In the NBOI field of the beacon transmitted from STA1, 1 is set to the bit representative of own transmission timing and the bit representative of a reception timing of the beacon from STA0, and 0 is set to all other bits. As STA0 recognizes the beacon from STA1, 1 is set to the corresponding bit position of the NBOI field.

The lowermost stage shown in FIG. 10 shows that STA2 enters the communication range of the communication station STA1. In the example shown in FIG. 10, STA0 is a hidden terminal relative to STA2. Therefore, STA2 cannot recognize that STA1 receives the beacon from STA0 so that as shown in the right side, there is a possibility that STA2 transmits the beacon at the same timings as those of STA0 and a collision occurs.

The NBOI field is used to avoid this phenomenon. In the NBOI field of the beacon of STA1, 1 is set to the bit representative of own transmission timing and the bit representative of the beacon transmission timing of STA0. Although STA2 cannot directly receive the beacon transmitted from the hidden terminal STA0, STA2 can recognize the beacon transmission timing of STA0 from the beacon received from STA1 and can avoid the beacon transmission at this timing.

As shown in FIG. 11, STA2 sets the beacon transmission timing substantially at the middle of the beacon interval of STA0 and STA1. Obviously, in NBOI of the beacon transmitted from STA2, 1 is set to the bits representative of the beacon transmission timings of STA2 and STA1. With the beacon collision avoiding function based upon the description in the NBOI field, the beacon position of the hidden terminal, i.e., the neighbor station that is two stations ahead can be grasped and a beacon collision can be avoided.

▶ _GIVEN DATA_
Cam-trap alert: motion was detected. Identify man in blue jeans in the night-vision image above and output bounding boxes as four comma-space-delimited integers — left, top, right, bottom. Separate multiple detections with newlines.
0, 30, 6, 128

▶ _PROBLEMS AND TASKS_
[a] In the beacon passage, reproduce verbatim the part from "In the NBOI field of the beacon transmitted" to "the NBOI field.".
[b] According to the beacon passage, which station is a hidden terminal relative to STA2 in the example shown in FIG. 10?
[c] Name every communication station that the beacon passage mentions.

▶ _SOLUTIONS TO EACH TASK_
[a]
In the NBOI field of the beacon transmitted from STA1, 1 is set to the bit representative of own transmission timing and the bit representative of a reception timing of the beacon from STA0, and 0 is set to all other bits. As STA0 recognizes the beacon from STA1, 1 is set to the corresponding bit position of the NBOI field.

[b] STA0

[c] STA0, STA1, STA2